--- START DATA FOR THIS TASK ---
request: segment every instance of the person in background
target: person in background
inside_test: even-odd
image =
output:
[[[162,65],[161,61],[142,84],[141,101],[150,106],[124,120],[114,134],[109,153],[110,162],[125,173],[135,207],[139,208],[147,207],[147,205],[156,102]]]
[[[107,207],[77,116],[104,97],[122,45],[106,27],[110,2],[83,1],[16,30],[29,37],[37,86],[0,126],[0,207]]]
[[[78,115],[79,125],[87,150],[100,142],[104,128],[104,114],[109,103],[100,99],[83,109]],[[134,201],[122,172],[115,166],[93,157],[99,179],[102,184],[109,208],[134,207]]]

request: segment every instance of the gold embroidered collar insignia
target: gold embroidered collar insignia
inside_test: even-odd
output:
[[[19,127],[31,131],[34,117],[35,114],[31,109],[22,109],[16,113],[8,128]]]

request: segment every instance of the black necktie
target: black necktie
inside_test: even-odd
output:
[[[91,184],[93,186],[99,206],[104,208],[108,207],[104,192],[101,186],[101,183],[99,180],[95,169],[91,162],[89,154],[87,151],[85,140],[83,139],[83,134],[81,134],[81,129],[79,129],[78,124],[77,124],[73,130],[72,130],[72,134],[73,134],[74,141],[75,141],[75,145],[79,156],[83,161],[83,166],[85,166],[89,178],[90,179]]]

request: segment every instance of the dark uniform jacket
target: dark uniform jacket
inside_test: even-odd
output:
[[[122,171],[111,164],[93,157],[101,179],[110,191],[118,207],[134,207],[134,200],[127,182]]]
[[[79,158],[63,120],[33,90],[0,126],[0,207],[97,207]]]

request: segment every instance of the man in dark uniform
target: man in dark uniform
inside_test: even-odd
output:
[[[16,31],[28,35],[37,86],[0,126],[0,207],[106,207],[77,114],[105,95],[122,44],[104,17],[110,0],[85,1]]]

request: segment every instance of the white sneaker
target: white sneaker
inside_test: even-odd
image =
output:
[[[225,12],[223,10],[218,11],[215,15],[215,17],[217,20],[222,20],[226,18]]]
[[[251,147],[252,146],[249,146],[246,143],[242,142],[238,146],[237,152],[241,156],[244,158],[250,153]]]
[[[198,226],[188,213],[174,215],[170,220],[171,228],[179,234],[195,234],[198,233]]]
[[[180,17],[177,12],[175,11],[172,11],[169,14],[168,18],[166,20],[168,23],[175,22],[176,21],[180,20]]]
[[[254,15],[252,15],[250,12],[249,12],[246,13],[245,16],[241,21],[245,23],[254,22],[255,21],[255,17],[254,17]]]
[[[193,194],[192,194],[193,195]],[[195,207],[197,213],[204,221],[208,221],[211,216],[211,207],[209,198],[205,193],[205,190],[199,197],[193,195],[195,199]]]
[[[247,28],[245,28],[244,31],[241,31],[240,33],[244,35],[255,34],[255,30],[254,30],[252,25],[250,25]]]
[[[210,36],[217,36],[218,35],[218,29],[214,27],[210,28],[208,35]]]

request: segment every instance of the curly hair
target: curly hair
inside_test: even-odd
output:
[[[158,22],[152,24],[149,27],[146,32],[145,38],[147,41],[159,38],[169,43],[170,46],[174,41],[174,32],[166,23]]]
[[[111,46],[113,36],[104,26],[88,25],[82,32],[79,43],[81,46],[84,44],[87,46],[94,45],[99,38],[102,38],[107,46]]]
--- END DATA FOR THIS TASK ---
PROBLEM TO SOLVE:
Copy the data above, replacing each "inside_test" with "fill_rule" and keeping everything else the same.

RESULT FOR THIS TASK:
request: segment every instance of the person in background
target: person in background
fill_rule: even-odd
image =
output:
[[[162,65],[161,61],[142,84],[141,101],[150,106],[124,120],[114,134],[109,153],[110,162],[125,173],[135,207],[139,208],[147,207],[147,205],[156,102]]]
[[[107,207],[77,116],[104,97],[122,45],[106,27],[110,2],[83,1],[16,30],[29,37],[37,86],[0,126],[0,207]]]
[[[78,115],[79,125],[87,150],[100,142],[104,128],[104,114],[109,103],[100,99],[83,109]],[[134,201],[122,172],[115,166],[93,157],[99,179],[102,184],[109,208],[134,207]]]

request: segment every instance of the gold embroidered collar insignia
target: gold embroidered collar insignia
fill_rule: even-odd
output:
[[[19,127],[31,131],[34,117],[35,114],[31,109],[22,109],[16,113],[8,128]]]

request: segment every instance of the black necktie
target: black necktie
fill_rule: even-odd
output:
[[[91,184],[93,186],[99,206],[104,208],[108,207],[104,192],[101,186],[101,183],[99,180],[95,169],[91,162],[89,154],[87,151],[85,140],[83,139],[83,134],[81,134],[81,129],[79,129],[78,124],[77,124],[73,130],[72,130],[72,134],[73,134],[74,141],[75,141],[75,145],[79,156],[83,161],[83,166],[85,166],[89,178],[90,179]]]

request: segment every instance of the dark uniform jacket
target: dark uniform jacket
fill_rule: even-odd
output:
[[[122,171],[111,164],[93,157],[101,179],[110,191],[118,207],[134,207],[134,200],[127,182]]]
[[[79,158],[63,120],[33,90],[0,126],[0,207],[97,207]]]

request: segment every instance of the man in dark uniform
target: man in dark uniform
fill_rule: even-odd
output:
[[[16,31],[28,35],[37,86],[0,126],[0,207],[106,207],[77,114],[105,95],[122,44],[104,17],[110,0],[85,1]]]

request: segment every instance of the white sneaker
target: white sneaker
fill_rule: even-odd
image =
output:
[[[225,12],[223,10],[218,11],[215,15],[215,17],[217,20],[222,20],[226,18]]]
[[[251,147],[252,146],[249,146],[246,143],[242,142],[238,146],[237,152],[241,156],[244,158],[250,153]]]
[[[198,226],[188,213],[174,215],[170,220],[171,228],[179,234],[195,234],[198,233]]]
[[[180,17],[177,12],[175,11],[172,11],[169,14],[168,18],[166,20],[168,23],[175,22],[176,21],[180,20]]]
[[[254,15],[252,15],[250,12],[249,12],[246,13],[245,16],[241,21],[245,23],[254,22],[255,21],[255,17],[254,17]]]
[[[193,194],[192,194],[193,195]],[[195,207],[197,213],[204,221],[208,221],[211,216],[211,207],[209,198],[205,193],[205,190],[199,197],[193,195],[195,199]]]
[[[247,28],[245,28],[244,31],[241,31],[240,33],[244,35],[255,34],[255,30],[254,30],[252,25],[250,25]]]
[[[210,36],[217,36],[218,35],[218,29],[214,27],[210,28],[208,35]]]

request: segment every instance of the curly hair
target: curly hair
fill_rule: even-odd
output:
[[[158,22],[152,24],[149,27],[146,32],[145,38],[147,41],[159,38],[169,43],[170,46],[174,41],[174,32],[166,23]]]
[[[111,46],[113,36],[104,26],[88,25],[82,32],[79,43],[81,46],[84,44],[87,46],[94,45],[99,38],[102,38],[107,46]]]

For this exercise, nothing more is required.